─── Document text ───

Lecture-3 Visualisation and Presentation of Data 061124

Page 1: Lecture Information

Lecture Title: Visualization and Presentation of Data (Continued)
Lecturer: Dr. Lei Xu
Office Location: BE.203 in Sir Richard Morris
Feedback and Consultation Hours:
- Tuesday 16:00 - 17:00
- Wednesday 09:30 - 10:30
Email: L.Xu2@lboro.ac.uk

Page 2: Learning Objectives and Readings

Learning Objectives

Measure of Dispersion (Variability)
Presentation and Descriptive Analysis
Correlation
Causal Analysis

Recommended Readings

Koop, G. (2013). Analysis of Economic Data. John Wiley & Sons. Chapter 3.
Cunningham, S. (2021). Causal Inference: The Mixtape. Yale University Press.
- Sections: 'Introduction', 'Directed Acyclic Graphs', and 'Potential Outcomes Causal Model'.
Anderson, D. R., Williams, T. A., & Cochran, J. J. (2020). Statistics for Business & Economics. Cengage Learning. Chapters 2-3.

Page 3: Central Tendency and Measures of Dispersion

Measure of Location (Central Tendency)

Mean
Median
Mode

Measure of Dispersion (Variability)

Range and Percentile
Quartiles and Interquartile Range (IQR)
Mean Deviation
Variance
Standard Deviation

Page 4: Range and Percentile

Range

Definition: The simplest measure of dispersion, calculated as the difference between the maximum and minimum values in a data set.
Formula: Range = Maximum value - Minimum value

Example 1

Data Set: 1000, 1050, 3000, 2500, 1780, 2210, 2540, 1980, 3650, 4970, 5000, 8500, 7010
Solution: Range = 8500 - 1000 = 7500

Percentile

Definition: A value such that at least 𝑝 percent of observations are less than or equal to this value.

Calculation Steps for Percentile

Arrange data in ascending order.
Compute an index: 𝑖 = 𝑝/100 * 𝑛, where 𝑛 is the number of observations.
Depending on whether 𝑖 is an integer, find corresponding value.

Page 5: Exercise on Percentile Calculation

Goal: Find the 75th percentile of the data set: 1000, 1050, 3000, 2500, 1780, 2210, 2540, 1980, 3650, 4970, 5000, 8500, 7010.

Solution Steps

Arrange Data: 1000, 1050, 1780, 1980, 2210, 2500, 2540, 3000, 3650, 4970, 5000, 7010, 8500
Calculate Index: 𝑖 = 75/100 * 13 = 9.75.
Determine Position: Round up to position 10;
- 75th Percentile: 4970 (10th position).

Note

The median represents the 50th percentile.
Excel Formula: =PERCENTILE.INC(array, k)

Page 6: Quartiles

Definition: Data is divided into four parts, each containing approximately 25% of observations.
Quartiles are Defined as:
- Q1: First quartile (25th percentile)
- Q2: Second quartile (50th percentile, median)
- Q3: Third quartile (75th percentile)
Calculation: Same method as percentiles.
Excel Formula: =QUARTILE.INC(array, quart)

─── Data provided ───

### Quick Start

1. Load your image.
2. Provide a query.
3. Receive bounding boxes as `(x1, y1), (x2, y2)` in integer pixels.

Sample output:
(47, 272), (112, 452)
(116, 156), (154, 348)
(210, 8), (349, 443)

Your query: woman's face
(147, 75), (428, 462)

───

▶ [Set tasks]
**a.** List each measure that the statistics lecture notes give under "Measure of Dispersion (Variability)" on Page 3.
**b.** Copy the labeled region data entries line for line, without changing anything.
The entries have no connection to the lecture notes above.

▶ [Answers]
**a.**
Range and Percentile
Quartiles and Interquartile Range (IQR)
Mean Deviation
Variance
Standard Deviation

**b.**
### Quick Start

1. Load your image.
2. Provide a query.
3. Receive bounding boxes as `(x1, y1), (x2, y2)` in integer pixels.

Sample output:
(47, 272), (112, 452)
(116, 156), (154, 348)
(210, 8), (349, 443)

Your query: woman's face
(147, 75), (428, 462)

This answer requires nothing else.